- Problem details: Return the lines of the data word for word, starting with the line that contains "Where can you see the chair" and going on through the end of the data, and leave the pictures out of your answer.

※

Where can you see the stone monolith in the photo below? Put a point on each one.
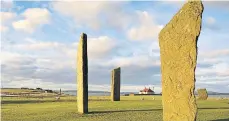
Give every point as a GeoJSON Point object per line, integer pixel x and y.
{"type": "Point", "coordinates": [115, 84]}
{"type": "Point", "coordinates": [202, 94]}
{"type": "Point", "coordinates": [178, 49]}
{"type": "Point", "coordinates": [82, 75]}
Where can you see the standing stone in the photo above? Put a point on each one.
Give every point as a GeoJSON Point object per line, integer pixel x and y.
{"type": "Point", "coordinates": [202, 94]}
{"type": "Point", "coordinates": [178, 48]}
{"type": "Point", "coordinates": [82, 75]}
{"type": "Point", "coordinates": [115, 84]}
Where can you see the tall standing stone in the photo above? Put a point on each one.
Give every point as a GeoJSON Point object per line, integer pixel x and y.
{"type": "Point", "coordinates": [115, 84]}
{"type": "Point", "coordinates": [178, 48]}
{"type": "Point", "coordinates": [82, 75]}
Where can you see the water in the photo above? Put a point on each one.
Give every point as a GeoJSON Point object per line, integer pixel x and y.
{"type": "Point", "coordinates": [73, 93]}
{"type": "Point", "coordinates": [91, 93]}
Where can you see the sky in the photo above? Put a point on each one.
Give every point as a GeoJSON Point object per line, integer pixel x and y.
{"type": "Point", "coordinates": [39, 42]}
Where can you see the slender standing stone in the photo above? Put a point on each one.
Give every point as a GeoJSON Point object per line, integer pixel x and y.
{"type": "Point", "coordinates": [82, 75]}
{"type": "Point", "coordinates": [115, 84]}
{"type": "Point", "coordinates": [178, 48]}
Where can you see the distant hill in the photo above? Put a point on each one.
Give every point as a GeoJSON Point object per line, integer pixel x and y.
{"type": "Point", "coordinates": [214, 93]}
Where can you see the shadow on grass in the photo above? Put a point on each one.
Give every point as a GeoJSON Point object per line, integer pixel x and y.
{"type": "Point", "coordinates": [32, 101]}
{"type": "Point", "coordinates": [221, 119]}
{"type": "Point", "coordinates": [215, 108]}
{"type": "Point", "coordinates": [99, 112]}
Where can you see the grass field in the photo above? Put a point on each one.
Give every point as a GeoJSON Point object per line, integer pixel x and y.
{"type": "Point", "coordinates": [130, 108]}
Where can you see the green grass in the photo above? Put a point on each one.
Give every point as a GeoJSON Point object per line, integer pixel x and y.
{"type": "Point", "coordinates": [130, 108]}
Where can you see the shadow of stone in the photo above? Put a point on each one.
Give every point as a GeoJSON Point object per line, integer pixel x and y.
{"type": "Point", "coordinates": [32, 101]}
{"type": "Point", "coordinates": [221, 119]}
{"type": "Point", "coordinates": [100, 112]}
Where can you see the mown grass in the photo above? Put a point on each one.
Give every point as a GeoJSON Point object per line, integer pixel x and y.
{"type": "Point", "coordinates": [130, 108]}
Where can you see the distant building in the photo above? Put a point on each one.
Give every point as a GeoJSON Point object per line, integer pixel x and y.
{"type": "Point", "coordinates": [48, 91]}
{"type": "Point", "coordinates": [146, 91]}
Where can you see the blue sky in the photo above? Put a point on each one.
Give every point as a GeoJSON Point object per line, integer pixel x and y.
{"type": "Point", "coordinates": [39, 41]}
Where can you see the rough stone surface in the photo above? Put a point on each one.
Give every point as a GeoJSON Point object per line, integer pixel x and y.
{"type": "Point", "coordinates": [82, 75]}
{"type": "Point", "coordinates": [178, 49]}
{"type": "Point", "coordinates": [202, 94]}
{"type": "Point", "coordinates": [115, 84]}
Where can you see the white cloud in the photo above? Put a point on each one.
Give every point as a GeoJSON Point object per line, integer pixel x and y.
{"type": "Point", "coordinates": [33, 18]}
{"type": "Point", "coordinates": [94, 14]}
{"type": "Point", "coordinates": [7, 4]}
{"type": "Point", "coordinates": [210, 20]}
{"type": "Point", "coordinates": [100, 47]}
{"type": "Point", "coordinates": [215, 53]}
{"type": "Point", "coordinates": [6, 18]}
{"type": "Point", "coordinates": [147, 29]}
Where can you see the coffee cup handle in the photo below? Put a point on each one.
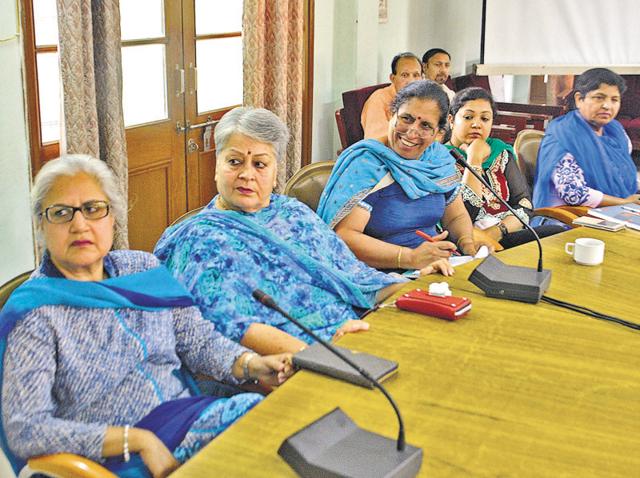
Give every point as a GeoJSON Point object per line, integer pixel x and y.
{"type": "Point", "coordinates": [569, 247]}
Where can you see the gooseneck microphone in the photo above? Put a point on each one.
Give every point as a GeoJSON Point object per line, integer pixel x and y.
{"type": "Point", "coordinates": [267, 300]}
{"type": "Point", "coordinates": [334, 446]}
{"type": "Point", "coordinates": [497, 279]}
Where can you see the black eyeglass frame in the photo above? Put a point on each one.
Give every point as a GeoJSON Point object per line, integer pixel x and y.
{"type": "Point", "coordinates": [74, 209]}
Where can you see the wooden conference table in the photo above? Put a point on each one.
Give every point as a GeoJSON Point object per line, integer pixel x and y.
{"type": "Point", "coordinates": [512, 389]}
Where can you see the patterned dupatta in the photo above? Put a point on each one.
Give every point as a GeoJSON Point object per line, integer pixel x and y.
{"type": "Point", "coordinates": [604, 160]}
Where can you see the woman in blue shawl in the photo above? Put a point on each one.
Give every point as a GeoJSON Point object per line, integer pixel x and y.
{"type": "Point", "coordinates": [94, 342]}
{"type": "Point", "coordinates": [585, 155]}
{"type": "Point", "coordinates": [248, 238]}
{"type": "Point", "coordinates": [382, 191]}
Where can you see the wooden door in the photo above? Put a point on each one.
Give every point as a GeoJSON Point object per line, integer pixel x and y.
{"type": "Point", "coordinates": [153, 98]}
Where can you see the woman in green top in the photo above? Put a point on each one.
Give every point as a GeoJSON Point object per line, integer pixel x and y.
{"type": "Point", "coordinates": [471, 118]}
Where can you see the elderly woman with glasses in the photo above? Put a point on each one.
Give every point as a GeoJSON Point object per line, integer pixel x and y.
{"type": "Point", "coordinates": [248, 238]}
{"type": "Point", "coordinates": [96, 341]}
{"type": "Point", "coordinates": [381, 192]}
{"type": "Point", "coordinates": [585, 155]}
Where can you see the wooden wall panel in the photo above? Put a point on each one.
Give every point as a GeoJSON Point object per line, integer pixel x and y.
{"type": "Point", "coordinates": [149, 205]}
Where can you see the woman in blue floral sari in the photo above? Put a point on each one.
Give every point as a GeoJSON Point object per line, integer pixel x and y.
{"type": "Point", "coordinates": [95, 341]}
{"type": "Point", "coordinates": [585, 155]}
{"type": "Point", "coordinates": [249, 238]}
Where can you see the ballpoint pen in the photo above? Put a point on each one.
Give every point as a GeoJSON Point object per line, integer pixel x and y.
{"type": "Point", "coordinates": [631, 209]}
{"type": "Point", "coordinates": [428, 238]}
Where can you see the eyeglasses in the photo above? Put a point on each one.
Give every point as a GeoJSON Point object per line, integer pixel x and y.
{"type": "Point", "coordinates": [600, 99]}
{"type": "Point", "coordinates": [405, 121]}
{"type": "Point", "coordinates": [61, 213]}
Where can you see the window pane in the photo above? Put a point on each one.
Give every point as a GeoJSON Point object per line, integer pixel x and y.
{"type": "Point", "coordinates": [144, 84]}
{"type": "Point", "coordinates": [49, 95]}
{"type": "Point", "coordinates": [218, 16]}
{"type": "Point", "coordinates": [45, 20]}
{"type": "Point", "coordinates": [141, 19]}
{"type": "Point", "coordinates": [219, 87]}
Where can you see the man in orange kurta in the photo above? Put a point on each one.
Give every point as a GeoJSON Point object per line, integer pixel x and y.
{"type": "Point", "coordinates": [376, 113]}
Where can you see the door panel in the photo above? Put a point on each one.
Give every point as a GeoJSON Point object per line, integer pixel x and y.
{"type": "Point", "coordinates": [157, 170]}
{"type": "Point", "coordinates": [213, 55]}
{"type": "Point", "coordinates": [149, 214]}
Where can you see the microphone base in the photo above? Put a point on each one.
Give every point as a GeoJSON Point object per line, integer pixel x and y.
{"type": "Point", "coordinates": [334, 446]}
{"type": "Point", "coordinates": [501, 281]}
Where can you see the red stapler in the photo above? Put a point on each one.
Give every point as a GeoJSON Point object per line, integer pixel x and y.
{"type": "Point", "coordinates": [448, 307]}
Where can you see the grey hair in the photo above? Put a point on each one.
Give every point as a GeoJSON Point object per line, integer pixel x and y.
{"type": "Point", "coordinates": [70, 165]}
{"type": "Point", "coordinates": [256, 123]}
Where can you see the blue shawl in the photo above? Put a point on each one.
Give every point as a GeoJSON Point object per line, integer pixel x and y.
{"type": "Point", "coordinates": [605, 159]}
{"type": "Point", "coordinates": [361, 166]}
{"type": "Point", "coordinates": [149, 290]}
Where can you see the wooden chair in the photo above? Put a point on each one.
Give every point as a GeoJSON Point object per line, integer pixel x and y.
{"type": "Point", "coordinates": [309, 182]}
{"type": "Point", "coordinates": [353, 102]}
{"type": "Point", "coordinates": [526, 145]}
{"type": "Point", "coordinates": [60, 465]}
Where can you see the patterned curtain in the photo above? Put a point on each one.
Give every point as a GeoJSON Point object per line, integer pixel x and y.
{"type": "Point", "coordinates": [273, 68]}
{"type": "Point", "coordinates": [91, 71]}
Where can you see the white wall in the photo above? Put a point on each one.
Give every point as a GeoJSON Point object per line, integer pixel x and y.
{"type": "Point", "coordinates": [352, 50]}
{"type": "Point", "coordinates": [16, 240]}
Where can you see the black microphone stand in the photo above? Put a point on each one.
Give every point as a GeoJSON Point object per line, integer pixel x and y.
{"type": "Point", "coordinates": [369, 448]}
{"type": "Point", "coordinates": [499, 280]}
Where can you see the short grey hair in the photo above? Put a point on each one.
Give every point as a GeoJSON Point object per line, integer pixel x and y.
{"type": "Point", "coordinates": [256, 123]}
{"type": "Point", "coordinates": [70, 165]}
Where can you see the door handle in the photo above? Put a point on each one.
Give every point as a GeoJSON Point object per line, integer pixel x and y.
{"type": "Point", "coordinates": [192, 146]}
{"type": "Point", "coordinates": [180, 80]}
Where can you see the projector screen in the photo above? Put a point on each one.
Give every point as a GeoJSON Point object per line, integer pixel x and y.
{"type": "Point", "coordinates": [559, 36]}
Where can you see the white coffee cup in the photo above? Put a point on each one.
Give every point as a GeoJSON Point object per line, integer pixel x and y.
{"type": "Point", "coordinates": [586, 251]}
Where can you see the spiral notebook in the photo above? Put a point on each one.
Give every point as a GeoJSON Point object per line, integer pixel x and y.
{"type": "Point", "coordinates": [598, 223]}
{"type": "Point", "coordinates": [627, 214]}
{"type": "Point", "coordinates": [318, 359]}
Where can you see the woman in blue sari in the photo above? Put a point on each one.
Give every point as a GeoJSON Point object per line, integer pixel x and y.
{"type": "Point", "coordinates": [247, 238]}
{"type": "Point", "coordinates": [95, 341]}
{"type": "Point", "coordinates": [585, 155]}
{"type": "Point", "coordinates": [382, 191]}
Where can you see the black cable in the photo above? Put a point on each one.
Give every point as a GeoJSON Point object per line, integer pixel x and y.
{"type": "Point", "coordinates": [590, 312]}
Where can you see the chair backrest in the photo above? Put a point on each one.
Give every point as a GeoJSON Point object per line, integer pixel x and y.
{"type": "Point", "coordinates": [342, 128]}
{"type": "Point", "coordinates": [472, 79]}
{"type": "Point", "coordinates": [353, 102]}
{"type": "Point", "coordinates": [187, 214]}
{"type": "Point", "coordinates": [309, 182]}
{"type": "Point", "coordinates": [526, 145]}
{"type": "Point", "coordinates": [8, 287]}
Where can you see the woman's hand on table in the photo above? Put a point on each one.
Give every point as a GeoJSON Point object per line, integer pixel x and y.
{"type": "Point", "coordinates": [429, 252]}
{"type": "Point", "coordinates": [350, 327]}
{"type": "Point", "coordinates": [271, 370]}
{"type": "Point", "coordinates": [154, 453]}
{"type": "Point", "coordinates": [441, 265]}
{"type": "Point", "coordinates": [633, 199]}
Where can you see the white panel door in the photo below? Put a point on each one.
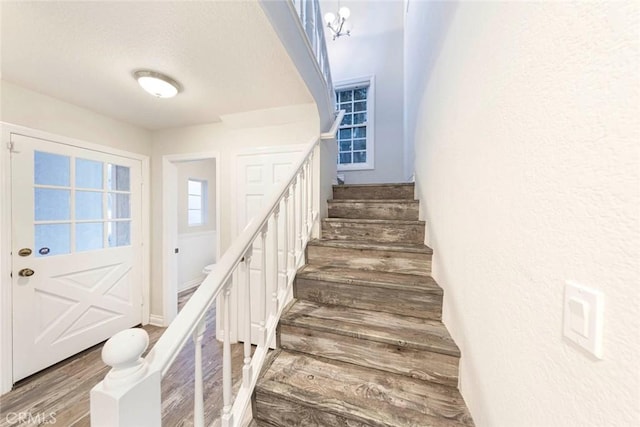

※

- Task output:
Where can you see the chair backrest in the photo above? Put a point on each one.
Give every point as a GeoJSON Point object per line, integer pixel x and y.
{"type": "Point", "coordinates": [342, 128]}
{"type": "Point", "coordinates": [472, 79]}
{"type": "Point", "coordinates": [353, 102]}
{"type": "Point", "coordinates": [187, 214]}
{"type": "Point", "coordinates": [309, 182]}
{"type": "Point", "coordinates": [526, 145]}
{"type": "Point", "coordinates": [8, 287]}
Where can you see the woman's hand on table in the photo above? Put a point on each one.
Give every point as a GeoJSON Point object per line, integer pixel x and y.
{"type": "Point", "coordinates": [429, 252]}
{"type": "Point", "coordinates": [350, 327]}
{"type": "Point", "coordinates": [271, 370]}
{"type": "Point", "coordinates": [154, 453]}
{"type": "Point", "coordinates": [441, 265]}
{"type": "Point", "coordinates": [633, 199]}
Where can you see the white panel door in the photo below? Put a point on each one.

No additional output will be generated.